--- Data records Enclosed Below ---
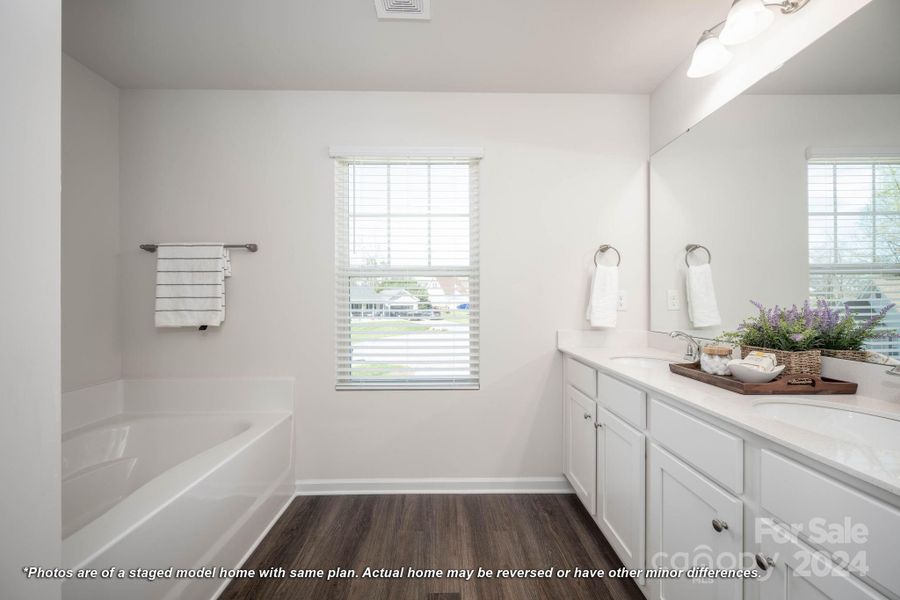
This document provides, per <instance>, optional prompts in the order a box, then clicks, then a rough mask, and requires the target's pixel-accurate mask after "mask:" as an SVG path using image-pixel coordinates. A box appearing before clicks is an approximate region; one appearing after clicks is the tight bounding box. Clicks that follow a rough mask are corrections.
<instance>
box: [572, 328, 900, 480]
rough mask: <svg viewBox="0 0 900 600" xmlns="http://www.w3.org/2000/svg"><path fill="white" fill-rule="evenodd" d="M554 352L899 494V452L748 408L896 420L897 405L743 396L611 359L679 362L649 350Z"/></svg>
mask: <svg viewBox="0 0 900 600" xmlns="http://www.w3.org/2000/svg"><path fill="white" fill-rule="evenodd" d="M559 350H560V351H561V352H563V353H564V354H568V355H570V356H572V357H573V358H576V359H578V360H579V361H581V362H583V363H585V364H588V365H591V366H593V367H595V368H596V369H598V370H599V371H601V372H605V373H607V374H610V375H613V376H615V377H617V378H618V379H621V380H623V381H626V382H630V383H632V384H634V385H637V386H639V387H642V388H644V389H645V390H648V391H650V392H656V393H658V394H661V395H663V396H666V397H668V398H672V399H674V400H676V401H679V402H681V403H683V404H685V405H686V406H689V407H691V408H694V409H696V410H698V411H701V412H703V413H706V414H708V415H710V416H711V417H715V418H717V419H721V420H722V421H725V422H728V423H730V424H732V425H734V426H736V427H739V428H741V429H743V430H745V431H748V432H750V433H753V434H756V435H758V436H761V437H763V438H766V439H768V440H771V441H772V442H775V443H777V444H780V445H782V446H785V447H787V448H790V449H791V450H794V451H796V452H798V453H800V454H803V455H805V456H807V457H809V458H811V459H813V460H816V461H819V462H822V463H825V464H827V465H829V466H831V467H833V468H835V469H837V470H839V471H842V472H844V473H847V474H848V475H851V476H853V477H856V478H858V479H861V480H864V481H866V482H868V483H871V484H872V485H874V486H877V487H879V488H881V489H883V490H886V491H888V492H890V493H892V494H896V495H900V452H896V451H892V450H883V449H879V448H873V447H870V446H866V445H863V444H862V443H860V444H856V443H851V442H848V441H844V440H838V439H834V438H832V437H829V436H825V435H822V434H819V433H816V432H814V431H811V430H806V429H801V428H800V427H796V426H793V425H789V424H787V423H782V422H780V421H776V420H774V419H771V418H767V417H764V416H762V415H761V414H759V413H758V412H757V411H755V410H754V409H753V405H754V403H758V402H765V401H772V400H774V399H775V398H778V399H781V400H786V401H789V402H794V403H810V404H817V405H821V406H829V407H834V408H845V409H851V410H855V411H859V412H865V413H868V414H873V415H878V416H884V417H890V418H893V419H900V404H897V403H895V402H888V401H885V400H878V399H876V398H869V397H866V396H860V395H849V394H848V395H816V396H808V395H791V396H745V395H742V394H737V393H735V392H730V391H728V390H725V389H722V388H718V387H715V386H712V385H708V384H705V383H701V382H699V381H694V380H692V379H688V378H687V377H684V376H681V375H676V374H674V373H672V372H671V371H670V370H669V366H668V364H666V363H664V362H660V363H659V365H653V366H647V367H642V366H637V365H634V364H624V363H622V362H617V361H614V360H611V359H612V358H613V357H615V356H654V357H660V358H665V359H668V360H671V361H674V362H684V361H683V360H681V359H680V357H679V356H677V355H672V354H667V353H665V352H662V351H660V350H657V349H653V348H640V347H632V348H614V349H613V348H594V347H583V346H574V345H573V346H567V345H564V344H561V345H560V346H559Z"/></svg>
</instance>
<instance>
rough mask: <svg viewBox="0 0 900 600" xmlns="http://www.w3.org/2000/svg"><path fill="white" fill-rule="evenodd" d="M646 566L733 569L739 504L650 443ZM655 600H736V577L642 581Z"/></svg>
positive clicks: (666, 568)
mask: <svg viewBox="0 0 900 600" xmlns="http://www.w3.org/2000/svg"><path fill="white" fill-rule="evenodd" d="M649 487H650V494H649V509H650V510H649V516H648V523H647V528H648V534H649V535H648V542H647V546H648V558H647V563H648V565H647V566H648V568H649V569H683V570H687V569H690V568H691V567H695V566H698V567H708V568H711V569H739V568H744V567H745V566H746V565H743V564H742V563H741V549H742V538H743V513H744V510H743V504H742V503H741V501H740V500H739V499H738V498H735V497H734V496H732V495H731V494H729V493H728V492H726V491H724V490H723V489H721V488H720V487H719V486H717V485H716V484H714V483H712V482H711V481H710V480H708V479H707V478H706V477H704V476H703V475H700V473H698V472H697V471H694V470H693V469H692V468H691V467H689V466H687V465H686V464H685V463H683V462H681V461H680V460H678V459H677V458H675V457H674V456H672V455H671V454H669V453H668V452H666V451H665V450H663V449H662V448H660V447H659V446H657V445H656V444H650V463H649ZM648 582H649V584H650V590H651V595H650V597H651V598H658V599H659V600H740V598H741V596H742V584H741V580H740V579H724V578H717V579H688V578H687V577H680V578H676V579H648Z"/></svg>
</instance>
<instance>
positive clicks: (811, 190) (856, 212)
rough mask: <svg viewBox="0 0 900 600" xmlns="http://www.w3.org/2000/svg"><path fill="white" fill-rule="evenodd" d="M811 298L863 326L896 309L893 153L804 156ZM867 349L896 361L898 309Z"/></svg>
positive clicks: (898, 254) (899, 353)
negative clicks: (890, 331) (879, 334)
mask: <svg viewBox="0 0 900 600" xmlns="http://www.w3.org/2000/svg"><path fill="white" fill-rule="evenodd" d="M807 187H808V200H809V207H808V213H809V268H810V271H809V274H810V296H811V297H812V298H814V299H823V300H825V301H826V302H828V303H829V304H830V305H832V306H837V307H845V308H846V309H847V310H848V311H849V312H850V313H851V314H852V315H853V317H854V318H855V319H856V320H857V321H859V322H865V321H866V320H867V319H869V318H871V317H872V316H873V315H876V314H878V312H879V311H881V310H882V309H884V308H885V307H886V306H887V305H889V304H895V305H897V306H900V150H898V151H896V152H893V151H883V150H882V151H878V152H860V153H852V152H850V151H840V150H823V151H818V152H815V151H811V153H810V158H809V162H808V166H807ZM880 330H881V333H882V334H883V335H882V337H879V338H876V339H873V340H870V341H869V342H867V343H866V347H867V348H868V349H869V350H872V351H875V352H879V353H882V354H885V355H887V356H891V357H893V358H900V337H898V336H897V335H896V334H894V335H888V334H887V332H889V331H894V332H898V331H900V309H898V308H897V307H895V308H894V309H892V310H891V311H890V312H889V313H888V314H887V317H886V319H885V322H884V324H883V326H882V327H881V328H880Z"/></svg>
--- End of Enclosed Data records ---
--- Data records Enclosed Below ---
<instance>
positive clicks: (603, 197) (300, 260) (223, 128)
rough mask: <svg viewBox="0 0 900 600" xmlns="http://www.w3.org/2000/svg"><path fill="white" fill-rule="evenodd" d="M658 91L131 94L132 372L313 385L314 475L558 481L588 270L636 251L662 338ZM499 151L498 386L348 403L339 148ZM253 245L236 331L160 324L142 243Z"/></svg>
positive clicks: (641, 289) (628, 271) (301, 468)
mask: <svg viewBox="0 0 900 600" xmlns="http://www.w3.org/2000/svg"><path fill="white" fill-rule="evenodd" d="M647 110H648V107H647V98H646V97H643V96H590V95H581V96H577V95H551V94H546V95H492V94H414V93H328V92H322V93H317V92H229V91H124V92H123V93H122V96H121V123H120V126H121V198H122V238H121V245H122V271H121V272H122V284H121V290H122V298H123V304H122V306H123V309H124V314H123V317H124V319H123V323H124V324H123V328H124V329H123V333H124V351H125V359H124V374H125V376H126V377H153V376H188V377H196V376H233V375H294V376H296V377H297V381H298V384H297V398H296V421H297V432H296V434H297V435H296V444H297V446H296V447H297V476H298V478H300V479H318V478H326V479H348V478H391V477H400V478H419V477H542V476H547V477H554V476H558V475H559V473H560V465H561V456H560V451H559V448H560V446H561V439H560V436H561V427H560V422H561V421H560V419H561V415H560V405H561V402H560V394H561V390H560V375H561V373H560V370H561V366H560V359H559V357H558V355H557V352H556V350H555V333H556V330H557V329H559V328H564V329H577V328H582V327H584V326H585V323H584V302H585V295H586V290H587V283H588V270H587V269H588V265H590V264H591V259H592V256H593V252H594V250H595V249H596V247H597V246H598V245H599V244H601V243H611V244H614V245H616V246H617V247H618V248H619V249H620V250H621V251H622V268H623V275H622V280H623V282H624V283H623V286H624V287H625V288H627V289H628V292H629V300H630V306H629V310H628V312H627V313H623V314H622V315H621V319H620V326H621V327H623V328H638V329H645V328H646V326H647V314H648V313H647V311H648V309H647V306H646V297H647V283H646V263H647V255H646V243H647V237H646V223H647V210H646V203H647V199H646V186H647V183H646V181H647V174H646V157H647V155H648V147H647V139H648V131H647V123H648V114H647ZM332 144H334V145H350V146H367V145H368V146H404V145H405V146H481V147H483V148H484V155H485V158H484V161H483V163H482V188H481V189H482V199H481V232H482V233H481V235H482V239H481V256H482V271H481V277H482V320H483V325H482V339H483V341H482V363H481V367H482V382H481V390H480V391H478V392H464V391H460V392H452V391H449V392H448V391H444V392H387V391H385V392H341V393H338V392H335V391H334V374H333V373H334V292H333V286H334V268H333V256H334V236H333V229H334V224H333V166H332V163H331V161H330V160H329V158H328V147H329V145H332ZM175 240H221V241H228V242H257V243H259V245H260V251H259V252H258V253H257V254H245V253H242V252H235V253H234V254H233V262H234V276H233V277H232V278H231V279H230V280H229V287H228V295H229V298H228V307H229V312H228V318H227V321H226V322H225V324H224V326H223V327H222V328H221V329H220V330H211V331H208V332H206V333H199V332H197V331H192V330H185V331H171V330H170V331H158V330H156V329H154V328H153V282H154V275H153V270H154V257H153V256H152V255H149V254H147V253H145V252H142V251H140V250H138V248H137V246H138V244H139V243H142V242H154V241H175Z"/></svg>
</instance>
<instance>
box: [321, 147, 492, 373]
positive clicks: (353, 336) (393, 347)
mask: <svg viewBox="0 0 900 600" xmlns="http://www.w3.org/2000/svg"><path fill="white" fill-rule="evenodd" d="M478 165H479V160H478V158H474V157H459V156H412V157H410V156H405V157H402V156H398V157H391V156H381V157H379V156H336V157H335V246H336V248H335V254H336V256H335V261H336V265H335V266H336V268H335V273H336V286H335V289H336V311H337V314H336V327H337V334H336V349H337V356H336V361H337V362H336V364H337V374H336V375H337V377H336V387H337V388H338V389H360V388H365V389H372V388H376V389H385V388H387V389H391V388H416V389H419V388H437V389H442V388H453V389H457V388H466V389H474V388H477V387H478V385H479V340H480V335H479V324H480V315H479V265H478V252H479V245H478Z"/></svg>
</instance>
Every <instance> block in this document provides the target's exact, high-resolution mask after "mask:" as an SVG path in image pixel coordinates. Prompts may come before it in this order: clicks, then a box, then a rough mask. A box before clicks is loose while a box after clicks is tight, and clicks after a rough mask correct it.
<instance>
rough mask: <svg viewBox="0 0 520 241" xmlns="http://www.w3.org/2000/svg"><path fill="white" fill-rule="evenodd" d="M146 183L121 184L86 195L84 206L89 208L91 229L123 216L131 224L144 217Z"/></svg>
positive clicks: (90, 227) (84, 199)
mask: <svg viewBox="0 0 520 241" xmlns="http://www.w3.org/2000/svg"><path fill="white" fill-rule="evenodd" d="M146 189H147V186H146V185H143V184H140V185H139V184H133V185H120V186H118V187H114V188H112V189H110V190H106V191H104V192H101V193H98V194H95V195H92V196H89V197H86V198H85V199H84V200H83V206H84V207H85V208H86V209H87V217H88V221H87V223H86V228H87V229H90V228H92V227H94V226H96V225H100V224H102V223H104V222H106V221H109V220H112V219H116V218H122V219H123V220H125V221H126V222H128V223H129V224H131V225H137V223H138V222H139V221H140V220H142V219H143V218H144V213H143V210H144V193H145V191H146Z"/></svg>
--- End of Enclosed Data records ---
--- Data records Enclosed Below ---
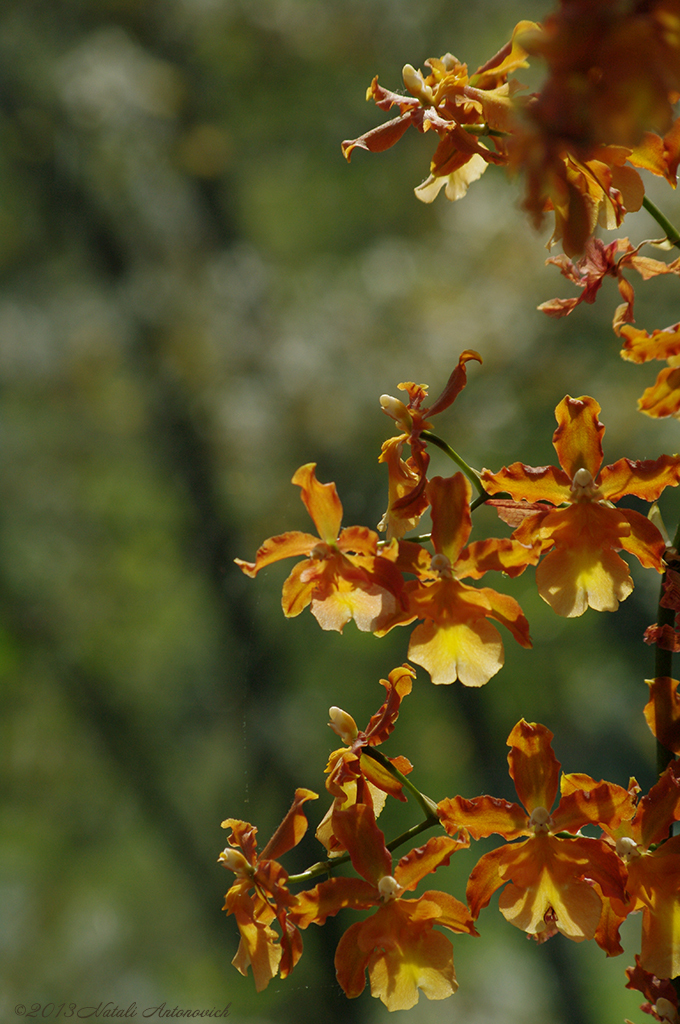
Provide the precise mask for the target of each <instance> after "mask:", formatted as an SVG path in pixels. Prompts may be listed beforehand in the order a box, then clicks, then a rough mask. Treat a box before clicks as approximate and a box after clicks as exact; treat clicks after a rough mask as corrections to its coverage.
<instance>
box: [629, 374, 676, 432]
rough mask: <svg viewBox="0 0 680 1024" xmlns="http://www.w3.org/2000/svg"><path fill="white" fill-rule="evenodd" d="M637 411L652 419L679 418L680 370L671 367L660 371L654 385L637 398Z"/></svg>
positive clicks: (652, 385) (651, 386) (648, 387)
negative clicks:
--- End of Enclosed Data records ---
Reproduce the rows verbatim, starting at the line containing "This document provides, per" and ending at the line containing "box: [572, 328, 900, 480]".

This document provides, per <instance>, optional prompts in the order a box, then clicks, then a rough mask, and requires the target's pixel-accurate mask after "mask:" as an SVG path using image-pixel coordinates. A box appearing before clicks is an approximate region; one appearing after clicks is the tight bounding box. Clicks that follow a rough mask are corrections.
<instance>
box: [572, 328, 900, 480]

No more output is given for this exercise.